Point-per-instance localization data
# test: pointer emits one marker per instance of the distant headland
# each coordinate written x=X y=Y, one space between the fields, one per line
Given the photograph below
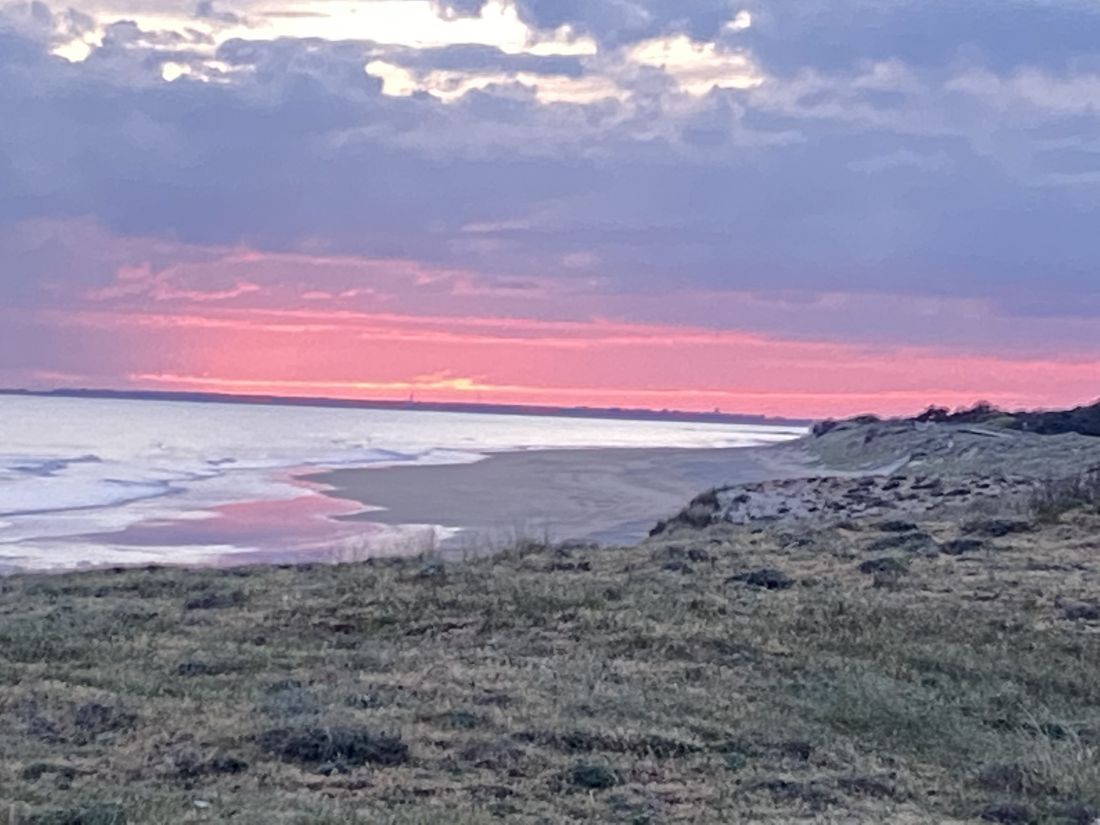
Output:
x=499 y=409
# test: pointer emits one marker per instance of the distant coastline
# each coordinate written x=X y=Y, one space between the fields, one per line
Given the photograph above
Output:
x=501 y=409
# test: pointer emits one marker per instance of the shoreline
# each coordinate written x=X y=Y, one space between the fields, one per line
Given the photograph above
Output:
x=612 y=495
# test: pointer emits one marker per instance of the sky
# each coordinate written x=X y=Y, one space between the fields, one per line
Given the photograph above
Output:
x=763 y=206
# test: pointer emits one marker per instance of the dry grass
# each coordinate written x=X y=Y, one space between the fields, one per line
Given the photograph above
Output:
x=635 y=685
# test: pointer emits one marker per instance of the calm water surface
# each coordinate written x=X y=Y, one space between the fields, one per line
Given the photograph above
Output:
x=90 y=482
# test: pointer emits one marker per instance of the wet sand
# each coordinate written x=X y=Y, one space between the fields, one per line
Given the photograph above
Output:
x=614 y=495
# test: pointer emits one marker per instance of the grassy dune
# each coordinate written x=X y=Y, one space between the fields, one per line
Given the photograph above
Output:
x=873 y=674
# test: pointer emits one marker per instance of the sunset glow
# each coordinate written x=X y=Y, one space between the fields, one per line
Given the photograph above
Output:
x=631 y=206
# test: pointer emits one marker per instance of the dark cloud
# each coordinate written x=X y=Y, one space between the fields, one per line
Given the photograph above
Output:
x=976 y=178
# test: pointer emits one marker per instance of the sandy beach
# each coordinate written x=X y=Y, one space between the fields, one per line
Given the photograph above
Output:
x=602 y=495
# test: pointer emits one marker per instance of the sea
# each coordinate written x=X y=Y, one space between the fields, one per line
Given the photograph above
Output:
x=88 y=483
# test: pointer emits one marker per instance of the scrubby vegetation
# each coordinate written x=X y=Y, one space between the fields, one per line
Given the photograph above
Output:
x=1084 y=420
x=713 y=675
x=1053 y=498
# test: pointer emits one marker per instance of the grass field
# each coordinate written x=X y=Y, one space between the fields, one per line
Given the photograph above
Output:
x=877 y=673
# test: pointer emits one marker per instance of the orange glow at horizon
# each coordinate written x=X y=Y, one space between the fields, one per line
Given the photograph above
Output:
x=508 y=360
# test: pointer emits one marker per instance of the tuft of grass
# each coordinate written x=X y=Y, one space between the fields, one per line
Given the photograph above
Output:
x=1055 y=497
x=554 y=683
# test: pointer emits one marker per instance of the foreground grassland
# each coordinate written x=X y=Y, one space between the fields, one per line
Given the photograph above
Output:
x=876 y=673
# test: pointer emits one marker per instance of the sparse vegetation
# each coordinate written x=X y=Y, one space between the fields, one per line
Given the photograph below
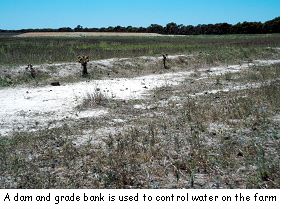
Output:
x=225 y=140
x=212 y=131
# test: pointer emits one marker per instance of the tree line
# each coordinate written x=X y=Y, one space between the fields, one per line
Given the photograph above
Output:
x=271 y=26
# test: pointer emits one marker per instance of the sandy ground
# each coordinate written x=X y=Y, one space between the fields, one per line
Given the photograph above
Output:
x=32 y=108
x=81 y=34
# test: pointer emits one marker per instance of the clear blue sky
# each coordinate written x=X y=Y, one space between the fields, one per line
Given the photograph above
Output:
x=18 y=14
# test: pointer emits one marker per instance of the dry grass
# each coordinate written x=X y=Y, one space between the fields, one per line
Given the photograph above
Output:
x=223 y=140
x=83 y=34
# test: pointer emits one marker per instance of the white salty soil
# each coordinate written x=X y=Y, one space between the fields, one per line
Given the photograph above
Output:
x=33 y=108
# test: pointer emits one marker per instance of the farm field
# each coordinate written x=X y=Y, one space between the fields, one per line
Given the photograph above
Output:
x=210 y=119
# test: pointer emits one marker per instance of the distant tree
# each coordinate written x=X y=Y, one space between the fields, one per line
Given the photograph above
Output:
x=272 y=26
x=79 y=28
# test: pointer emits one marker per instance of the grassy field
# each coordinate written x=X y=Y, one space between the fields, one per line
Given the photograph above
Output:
x=21 y=51
x=209 y=131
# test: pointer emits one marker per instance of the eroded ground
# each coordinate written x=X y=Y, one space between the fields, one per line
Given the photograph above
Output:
x=191 y=127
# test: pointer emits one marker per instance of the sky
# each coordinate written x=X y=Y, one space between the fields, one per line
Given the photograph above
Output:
x=23 y=14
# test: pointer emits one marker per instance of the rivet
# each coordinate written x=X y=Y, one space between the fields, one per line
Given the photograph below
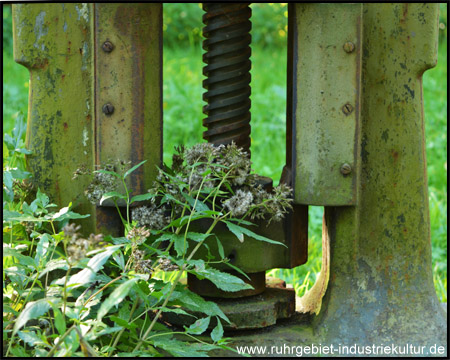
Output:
x=108 y=109
x=347 y=109
x=349 y=47
x=346 y=169
x=107 y=46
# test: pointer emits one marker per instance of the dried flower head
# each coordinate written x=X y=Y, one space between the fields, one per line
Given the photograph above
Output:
x=101 y=184
x=166 y=265
x=239 y=203
x=138 y=235
x=77 y=246
x=150 y=216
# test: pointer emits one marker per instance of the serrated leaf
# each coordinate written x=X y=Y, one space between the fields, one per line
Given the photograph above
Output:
x=133 y=168
x=217 y=332
x=199 y=205
x=239 y=230
x=95 y=264
x=112 y=194
x=142 y=197
x=32 y=310
x=236 y=231
x=42 y=247
x=108 y=173
x=179 y=244
x=30 y=338
x=53 y=265
x=196 y=303
x=65 y=214
x=23 y=259
x=181 y=348
x=220 y=248
x=116 y=297
x=222 y=280
x=60 y=322
x=124 y=323
x=199 y=327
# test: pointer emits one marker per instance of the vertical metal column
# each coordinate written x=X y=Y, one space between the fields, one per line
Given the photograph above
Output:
x=381 y=287
x=95 y=96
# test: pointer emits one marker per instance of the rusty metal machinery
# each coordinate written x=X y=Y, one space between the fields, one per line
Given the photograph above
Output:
x=95 y=97
x=355 y=145
x=227 y=44
x=227 y=57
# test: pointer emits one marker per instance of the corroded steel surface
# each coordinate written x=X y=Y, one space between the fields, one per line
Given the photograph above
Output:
x=129 y=77
x=326 y=80
x=253 y=312
x=227 y=44
x=73 y=75
x=54 y=42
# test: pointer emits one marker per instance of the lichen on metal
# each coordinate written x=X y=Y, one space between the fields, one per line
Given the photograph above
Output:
x=70 y=79
x=327 y=106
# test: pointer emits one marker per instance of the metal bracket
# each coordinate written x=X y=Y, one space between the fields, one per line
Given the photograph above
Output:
x=326 y=102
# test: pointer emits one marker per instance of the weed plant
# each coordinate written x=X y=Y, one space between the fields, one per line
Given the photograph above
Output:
x=36 y=246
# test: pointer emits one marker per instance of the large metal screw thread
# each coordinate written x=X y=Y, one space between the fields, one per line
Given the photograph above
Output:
x=227 y=44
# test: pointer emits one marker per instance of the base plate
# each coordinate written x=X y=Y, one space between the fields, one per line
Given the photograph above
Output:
x=252 y=312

* _Your objective_
Render the data above verbatim and without pictures.

* _Finished task_
# test: pointer emits one marker per instance of the distant headland
# each coordinate written x=X y=Y, one space between the fields, one per line
Given the photograph below
Output:
x=499 y=409
# test: pointer emits one marker per instance of the distant coastline
# each coordinate written x=X y=Y, one space between the fields, one per line
Given the photograph above
Output:
x=501 y=409
# test: pointer emits one marker per instance of the shoreline
# each coordinate written x=X y=Y, one space between the fields, one per line
Given the photograph above
Output:
x=612 y=495
# test: pointer emits one marker per instance of the sky
# each coordinate written x=X y=Y, one space between the fields, one per line
Given the photograph above
Output:
x=763 y=206
# test: pointer emits one marker per instance of the dry grass
# each coordinate written x=X y=Y, one space between the fields, one per line
Given the photograph above
Output:
x=635 y=685
# test: pointer emits one marker per instance of the calm water surface
# each coordinate written x=X y=Y, one space between the fields, one per line
Given the photograph above
Output:
x=90 y=482
# test: pointer emits one marker per instance of the wet sand
# each coordinate written x=X y=Y, one space between the fields, one per line
Given the photograph above
Output:
x=614 y=495
# test: pointer emits one marker per instance of the grassy dune
# each coordinate written x=X y=Y, one space between the fields, one per line
Given the photograph above
Output:
x=873 y=674
# test: pointer emits one marker per instance of the sunset glow
# each coordinate written x=X y=Y, one space between the fields, one per line
Given the photograph above
Output:
x=631 y=206
# test: pointer emits one marker per instance of the dark cloud
# each coordinate written x=X y=Y, one space between the fields, one per line
Given the photograph above
Output:
x=976 y=178
# test: pointer emits one marker per instance of the sandy beach
# each coordinate written x=X y=Y, one space between the fields, one per line
Given the photograph above
Output:
x=602 y=495
# test: pointer emits one marker per instance of the sea
# each coordinate written x=X y=Y, one space between the fields, one per line
Given the photograph above
Output:
x=88 y=483
# test: pointer emits one marker per instance of the scrubby vegetation
# each coordinate written x=X y=Y, one space between the fields, one per line
Given the photograph above
Output:
x=1084 y=420
x=713 y=675
x=1053 y=498
# test: pointer emits one marker per instance of the grass field
# each coordinate written x=X y=Y, one space between the fields, one per line
Given the photograph above
Output:
x=877 y=673
# test: pointer emits one marker per instance of the orange glow at horizon
# each coordinate written x=X y=Y, one space between the fields, one per line
Given the photograph above
Output:
x=508 y=360
# test: pointer emits one marker per instance of the tuft of grass
# each coordinate written x=X y=Y, one space between the fields, one per line
Given the photograph above
Output:
x=1055 y=497
x=554 y=683
# test: pointer emits one marker per instance of the foreground grassland
# each coordinate written x=X y=Y, one space between the fields, one per line
Given the photograph above
Output:
x=876 y=673
# test: pointer emits one marker per instance of the sparse vegetation
# each coordinate written x=X y=Y, one space between the fields, one per line
Given the photograph below
Output:
x=225 y=140
x=212 y=131
# test: pointer emits one marker per instance of the tree line
# each coordinate written x=X y=Y, one space between the fields, one per line
Given the photograph above
Output:
x=271 y=26
# test: pointer emits one marker per instance of the sandy ground
# each coordinate written x=X y=Y, one space between the fields, one per line
Given the photograph above
Output:
x=32 y=108
x=81 y=34
# test: pointer emits one marker per instance of the clear blue sky
# each coordinate written x=X y=Y, one space between the fields, one per line
Given the photograph above
Output:
x=18 y=14
# test: pointer emits one marker per instance of the dry grass
# each coordinate written x=X y=Y, one space between the fields, one per line
Given the photograph above
Output:
x=223 y=140
x=83 y=34
# test: pointer emits one marker per instance of the white salty soil
# each coordinate written x=X y=Y, one space between the fields, one per line
Given the photograph above
Output:
x=33 y=108
# test: pointer emits one marker per instance of the farm field
# each coordinate written x=X y=Y, one space between the fields, one per line
Given the photograph above
Output:
x=210 y=119
# test: pointer emits one marker per instance of the distant tree
# each coordinate written x=X y=Y, one space between the fields, one per line
Given the photograph above
Output:
x=272 y=26
x=79 y=28
# test: pointer emits one marker per instance of the grassy field
# each coordinate written x=X y=Y, one space between the fields, one per line
Given the photograph above
Output:
x=21 y=51
x=209 y=131
# test: pointer emits one marker per instance of the eroded ground
# each coordinate written x=X y=Y, one space between the fields, one per line
Given the photograph above
Output:
x=191 y=127
# test: pointer emits one marker per instance of the sky
# each coordinate written x=X y=Y, one space between the fields, one per line
Given the photograph above
Output:
x=23 y=14
# test: pointer emits one marker per instance of the rivet
# each coordinate written x=X y=Y, one space between the fields, one per line
Given the photograph below
Output:
x=108 y=109
x=347 y=109
x=349 y=47
x=346 y=169
x=107 y=46
# test: pointer emits one marker per instance of the dried flower head
# each coordinate written x=X y=Y, one space between the fields, one per line
Given the photograph above
Output:
x=101 y=184
x=166 y=265
x=239 y=203
x=138 y=235
x=77 y=246
x=150 y=216
# test: pointer emits one marker per instance of the serrated leaf
# each coordinate written x=X y=Y, one space between the fields, one per line
Given the photograph above
Output:
x=133 y=168
x=217 y=332
x=199 y=205
x=239 y=230
x=95 y=264
x=112 y=194
x=142 y=197
x=32 y=310
x=236 y=231
x=42 y=247
x=108 y=173
x=179 y=244
x=30 y=338
x=53 y=265
x=196 y=303
x=65 y=214
x=23 y=259
x=181 y=348
x=220 y=248
x=116 y=297
x=222 y=280
x=60 y=322
x=124 y=323
x=199 y=327
# test: pointer emits one marker per instance of the vertical metal column
# each coordinate written x=X y=Y, one space between the fields, one per line
Given the photograph above
Output:
x=381 y=287
x=95 y=96
# test: pointer emits one marker per instance of the rusty metal machinery
# each coordinate written x=X y=Y, one space between the fields, one per line
Given the photograph above
Output:
x=95 y=97
x=355 y=145
x=227 y=44
x=227 y=57
# test: pointer emits one marker per instance of the corroded steel surface
# each coordinate written x=X y=Y, one space between the fields, one per line
Given the photograph above
Output:
x=129 y=77
x=326 y=80
x=253 y=312
x=227 y=44
x=73 y=75
x=54 y=42
# test: pointer emits one marker per instance of the lichen on metal
# each coordinate written x=X y=Y, one space between the fields, one per line
Given the photograph above
Output:
x=70 y=79
x=327 y=106
# test: pointer emits one marker per instance of the metal bracket
# each coordinate written x=X y=Y, one space between the fields, one per line
Given the photograph above
Output:
x=326 y=102
# test: pointer emits one marker per instance of the weed plant
# each coordinate written x=X y=Y, one space between the fields, one per line
Given the photograph above
Output:
x=36 y=246
# test: pointer emits one marker per instance of the large metal screw thread
# each coordinate written x=X y=Y, one space between the fields, one per line
Given the photograph above
Output:
x=227 y=44
# test: pointer emits one marker per instance of the base plate
# each coordinate written x=X y=Y, one space between the fields, one per line
Given the photograph above
Output:
x=252 y=312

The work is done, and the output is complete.